Implementing an Inclusive Staffing Model for Today's Reference Services: A Practical Guide for Librarians

By Williams, Lisa Powell | Reference & User Services Quarterly, Fall 2014 | Go to article overview

Implementing an Inclusive Staffing Model for Today's Reference Services: A Practical Guide for Librarians


Williams, Lisa Powell, Reference & User Services Quarterly


Implementing an Inclusive Staffing Model for Today's Reference Services: A Practical Guide for Librarians. By Julia K. Nims, Paula Storm, and Robert Stevens. Lanham, MD.: Rowman and Littlefield, 2014. 143 p. $65 (ISBN: 978-08108-9128-9).

Libraries are experiencing major shifts in the twenty-first century, and the authors of this book address some of the most important changes in Implementing an Inclusive Staffing Model for Today's Reference Services: A Practical Guide for Librarians. They outline a new reference model with four aims: improving reference services user satisfaction, engaging staff with new opportunities and training, providing reference librarians with time to pursue professional opportunities, and navigating a transformative period in reference services.

## TASK
Write the next part of the book review on an inclusive staffing model for reference services, picking up right after its last sentence.

## DATA EXCERPTS
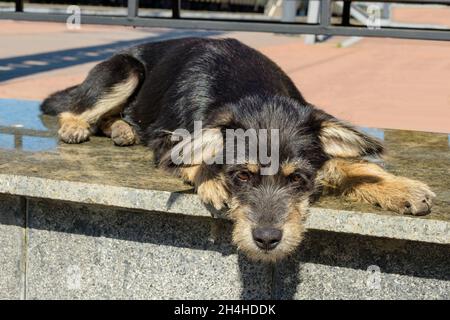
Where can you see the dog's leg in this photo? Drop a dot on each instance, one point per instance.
(104, 92)
(368, 182)
(121, 133)
(209, 186)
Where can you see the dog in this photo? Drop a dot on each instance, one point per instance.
(146, 93)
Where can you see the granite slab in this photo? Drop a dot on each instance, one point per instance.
(34, 163)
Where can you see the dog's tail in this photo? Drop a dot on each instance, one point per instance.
(59, 101)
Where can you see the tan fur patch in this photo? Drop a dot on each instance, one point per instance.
(367, 182)
(122, 134)
(211, 188)
(252, 167)
(112, 101)
(288, 168)
(293, 230)
(339, 141)
(73, 129)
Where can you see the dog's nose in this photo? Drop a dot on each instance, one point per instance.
(267, 238)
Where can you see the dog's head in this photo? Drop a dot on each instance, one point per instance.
(268, 190)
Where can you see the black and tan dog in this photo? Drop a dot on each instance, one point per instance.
(145, 93)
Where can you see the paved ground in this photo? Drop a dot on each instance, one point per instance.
(376, 82)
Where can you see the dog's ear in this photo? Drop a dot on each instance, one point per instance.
(340, 139)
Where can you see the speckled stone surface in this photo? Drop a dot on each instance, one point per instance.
(12, 248)
(340, 266)
(81, 252)
(34, 164)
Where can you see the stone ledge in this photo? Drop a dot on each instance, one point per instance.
(341, 221)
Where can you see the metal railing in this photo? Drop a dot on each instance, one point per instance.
(324, 27)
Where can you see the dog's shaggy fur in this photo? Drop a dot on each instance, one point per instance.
(145, 93)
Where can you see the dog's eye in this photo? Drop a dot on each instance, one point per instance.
(296, 178)
(243, 176)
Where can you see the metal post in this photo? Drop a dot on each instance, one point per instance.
(325, 13)
(19, 5)
(312, 18)
(176, 7)
(289, 11)
(346, 13)
(133, 7)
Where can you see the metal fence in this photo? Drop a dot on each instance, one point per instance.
(324, 27)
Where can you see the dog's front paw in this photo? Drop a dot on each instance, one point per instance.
(122, 134)
(407, 196)
(73, 129)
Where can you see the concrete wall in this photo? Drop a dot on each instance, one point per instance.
(59, 250)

## EXPECTED ANSWER
To address these aims, the authors propose a tiered reference model based on a review of library literature as well as plans such as the Warner model, which classifies reference questions based on the level of expertise and resources needed to respond to questions. The authors acknowledge that, as with any change, staff may exhibit reluctance to transition to a model based on the notion that "reference is everyone's job." The inclusion of non-MLS staff in the provision of such service will need the support of all involved, and the authors devote an entire chapter to "Getting Buy-In" from all stakeholders. Extensive timelines for service study, training, implementation, and evaluation are provided.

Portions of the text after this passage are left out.